→ TEXT SHOWN:
* Begin *
It’s important to remember that people read emails in different ways. And use different devices to do so. Some people might use a screen reader, while others might use magnification.

Even if you know the person you’re sending it to does not have access needs. You never know who your email will be forwarded to! When your emails are accessible, everyone has access to the information in them.

Here are some best practice tips to make your emails more inclusive. Most of this guidance focuses on screen reader accessibility. But, as with most accessibility best practices, they benefit several users.

Feeling comfortable with disability in the workplace is so important to being inclusive. Our disability inclusion and workplace culture training can help get you started.

Make the subject line relevant

Let’s start with the sender and subject line. For screen reader users, this is the first thing we ‘hear’ before getting to the body of the email.

Making the subject line relevant to the email content means we get a better picture of what the email is about. And whether we want to invest time in reading it.

Of course, this is good practice anyway. It makes it easier for both the sender and receiver to search their inbox and find the information they need.

Use heading styles

Use heading styles as you would for web page content and documents.

Headings are really important for screenreader accessibility. Especially in long emails that contain a lot of information.

Headings help screen reader users navigate to different information within the body of the email. Some screen reader users exclusively use headings and links to jump to the part of the email that’s relevant to them.

Headings help to break up the content visually as well.

For long emails, use a heading hierarchy. So heading 2 and heading 3. Having a consistent heading structure is always helpful.

How to use built-in headings and styles in Outlook (Microsoft support)

Note: the Styles pane is not available for Outlook for web (Office 365).

Use accessible font colours

Using bright font colours against a white background is another thing to be careful of.

Never use colour to convey meaning. For example, using red text to indicate spelling errors.

If you’re using colour to convey information, you might accidentally exclude several users. Like people with visual impairments, colour contrast deficiencies (colour blindness) or learning difficulties.

Depending on the colour, it can make your words harder to read too.

If you need to use colour, choose a colour combination that passes WCAG’s minimum contrast ratios.

In Outlook, use the ‘Automatic’ setting for your email text. This means the text will display well even in high contrast mode.

  1. Select your text.
  2. Select Message> Font Colour.
  3. Select Automatic.

Always ask yourself:

‘Do the colours I’m using have enough contrast?’

Then test them using a tool like the WebAIM colour contrast checker.

Check for readability

The information you share in emails is probably very important. But if it’s hard to read, your message could get lost.

It’s highly likely that the person reading your email is in a rush. They want to get the information they need quickly.

Using plain English makes it easier for the reader to get the information fast.

To start writing in plain English, avoid:

  • long sentences
  • complicated language
  • acronyms
  • abbreviations
  • corporate jargon

I’m sure at least once in your career you’ve had to search for the definition of a business term a colleague has used.
* End *
→ GIVEN MATERIAL:
* Begin *
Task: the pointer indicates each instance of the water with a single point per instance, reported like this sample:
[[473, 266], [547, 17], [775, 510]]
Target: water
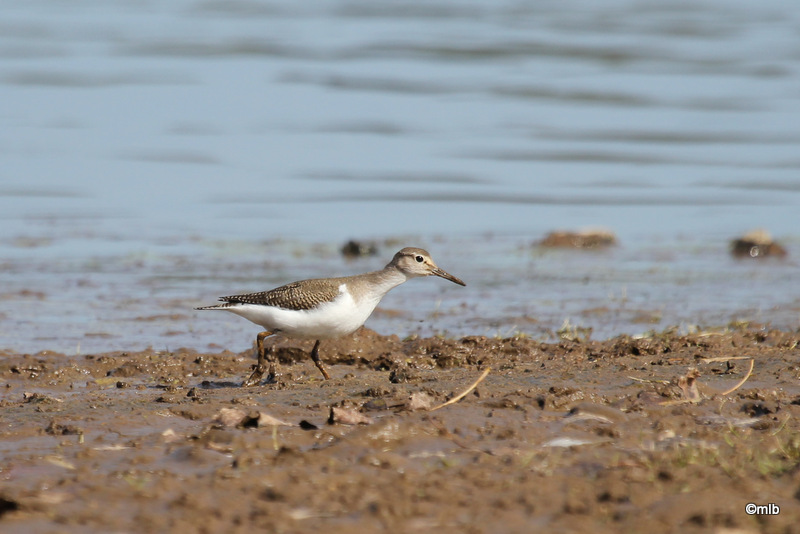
[[156, 155]]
* End *
→ SET TASK A:
Answer these questions using the guide on accessible emails:
(i) What do screen reader users hear first, before the body of an email?
(ii) Which heading levels does the guide suggest for a heading hierarchy in long emails?
(iii) Which font color setting does the guide recommend using in Outlook?
→ SET TASK B:
In the guide on accessible emails, condense the paragraph beginning "Headings help screen reader users navigate" into a single sentence that keeps its main facts.
→ SET TASK C:
Resume the guide on accessible emails, carrying on after its final sentence.

→ EXPECTED ANSWER A:
(i) The sender and the subject line.
(ii) Heading 2 and heading 3.
(iii) The "Automatic" setting.

→ EXPECTED ANSWER B:
Headings let screen reader users move to different information in an email's body, and some of them use only headings and links to jump to the part that matters to them.

→ EXPECTED ANSWER C:
For example, using “cob” to mean “close of business,” or, the end of the day. When you use acronyms and jargon, you assume knowledge from the reader. But what if they don’t have that knowledge? What if English is their second language? You could be excluding them from important details.

Another reason to avoid acronyms is that they’re hard for screenreader users to understand. Expressions like “eod” (end of day), “fyi” (for your information) can sound like nonsense when assistive technologies read them aloud.

You can still sound authoritative and professional without the business jargon and metaphors. Using plain English makes your writing more accessible to a much wider audience.

How to improve your writing with Plain English

Use fonts that are easy to read

Choose a font that’s clear, and easy to read. The easier a font is to read, the more accessible it is.

Some fonts are easier to read than others. Sans serif fonts like Arial, Tahoma and Calibri are good standard fonts for accessibility.

Once you’ve chosen your font, make sure your text is at least size 12pt in size.

Avoid italics as it’s harder to read for people with dyslexia and other conditions to read. If you use bold to emphasise something, a screen reader will likely not pick this up. So make sure you use another indicator if you want this information to stand out. Like a sub-heading that says ‘important’, for example.

Use lists

Bulleted or numbered list styles are an effective way of sharing information. Lists break up your message into small, manageable chunks. Using lists can really improve the readability of your emails.

List styles are useful if you want to:

  • give someone a list of actions or tasks to complete
  • share a lot of information

This may sound obvious. But often people forget lists as an option. Preferring to send emails with long walls of text in them.

Formatted lists means that screen reader users can distinguish this information from the rest of the body text. They are particularly helpful for people that use assistive technology.

Add alt-text to images

Newsletters and marketing emails often contain images. But these images are not always accessible.

To make them accessible, you should add alt-text, unless they are decorative.

Alt-text provides a written description of the image which is read out by screen readers. It also benefits sighted users. Where images may not load due to a poor or slow internet connection, or because the provider disabled the images.

If using images in the body of any email, they should always have alt-text. The same goes for images in your email signatures.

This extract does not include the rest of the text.